Exercise 1:
Answer the following from the court opinion:
(a) What amount was the plaintiff awarded in judgment?
(b) How wide was the private driveway leading into the plaintiff's farm?
(c) What vehicle was the defendant driving?
Exercise 2: Write a continuation of the court opinion on the truck-automobile collision, beginning after its final sentence.

Page:

^^^^^^^^

Appeal by defendant from the Circuit Court of Williamson
county; the Hon. C. ROSS REYNOLDS, Judge, presiding. Heard in
this court at the October term, 1951. Judgment affirmed. Opinion
filed January 12, 1952. Released for publication February 19,
MR. JUSTICE SCHEINEMAN DELIVERED THE OPINION OF THE COURT.
In a trial before the court without a jury the plaintiff was awarded judgment in the amount of $1,034.01 for damages incurred as a result of a truck-automobile collision at 8:45 p.m. on State Route 13, approximately three miles west of Marion, Illinois.
Both vehicles were proceeding East on said highway and the collision occurred as defendant was in the process of passing plaintiff's truck while it was turning left into a private driveway 20 feet wide leading off said highway into plaintiff's farm. For one and one-quarter miles each side of this point the road is level and straight presenting an unobstructed view both ways. Plaintiff's truck was a ton and one-half, 1949, International with a fourteen by eight-feet stake body extending over and approximately five feet back of the rear wheels and twelve inches out from the cab on both sides. It was loaded with a large tractor and tandem disc. Defendant was driving a 1948 Pontiac sedan.

^^^^^^^^

Data listing:
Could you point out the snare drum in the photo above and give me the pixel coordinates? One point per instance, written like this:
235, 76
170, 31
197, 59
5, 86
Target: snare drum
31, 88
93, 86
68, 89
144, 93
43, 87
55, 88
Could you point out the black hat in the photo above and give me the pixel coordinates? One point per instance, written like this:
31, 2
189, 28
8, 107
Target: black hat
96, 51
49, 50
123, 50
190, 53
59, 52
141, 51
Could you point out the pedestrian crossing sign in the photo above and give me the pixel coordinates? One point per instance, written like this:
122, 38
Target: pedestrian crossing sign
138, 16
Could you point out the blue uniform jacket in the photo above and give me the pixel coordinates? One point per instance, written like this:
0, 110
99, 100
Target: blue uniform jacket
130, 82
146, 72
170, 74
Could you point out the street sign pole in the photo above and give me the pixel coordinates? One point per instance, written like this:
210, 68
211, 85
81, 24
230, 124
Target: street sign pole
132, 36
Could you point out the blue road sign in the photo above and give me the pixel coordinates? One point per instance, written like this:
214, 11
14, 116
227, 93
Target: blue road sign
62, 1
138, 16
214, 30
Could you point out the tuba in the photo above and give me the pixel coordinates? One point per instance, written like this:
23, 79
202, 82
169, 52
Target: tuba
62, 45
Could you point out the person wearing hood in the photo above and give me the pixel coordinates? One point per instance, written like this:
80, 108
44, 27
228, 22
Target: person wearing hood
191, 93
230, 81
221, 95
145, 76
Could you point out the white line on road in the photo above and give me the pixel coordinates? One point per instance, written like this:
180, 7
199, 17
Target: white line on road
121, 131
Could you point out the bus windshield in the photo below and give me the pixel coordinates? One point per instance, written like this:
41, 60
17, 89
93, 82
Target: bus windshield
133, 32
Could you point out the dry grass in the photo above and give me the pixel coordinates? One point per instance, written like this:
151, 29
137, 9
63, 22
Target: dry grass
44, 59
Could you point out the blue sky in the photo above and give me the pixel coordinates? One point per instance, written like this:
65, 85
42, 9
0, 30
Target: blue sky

^^^^^^^^

Written answer 1:
(a) $1,034.01
(b) 20 feet
(c) A 1948 Pontiac sedan

Written answer 2:
There were no witnesses to the accident other than the respective drivers of the vehicles. Plaintiff's father, driving the truck, testified as follows: His gang lights and taillight were on and working. He was travelling about 35 miles per hour and when about 500 feet west of the driveway he started to slow down, looked into his rear view mirror, saw defendant's car behind him about one-quarter of a mile, put out his hand, and, flashing his stop light continuously, he kept his hand out until he started to turn into his driveway. Defendant hit the truck at the left-rear dual wheels when it was in the mouth of the driveway with all four wheels off the highway. The truck was turned over on its right side by the impact. Defendant's car was entirely on the gravel of the driveway immediately after the collision. He did not hear the sound of a horn. On cross-examination he admitted he looked back only the one time and that he observed that defendant's car was moving faster than his. Previous to the accident the iron frame of the truck proper had been cut about a foot from the end and bent back and outward at a right angle; the taillight and stop light were attached behind and below this portion of the bent frame.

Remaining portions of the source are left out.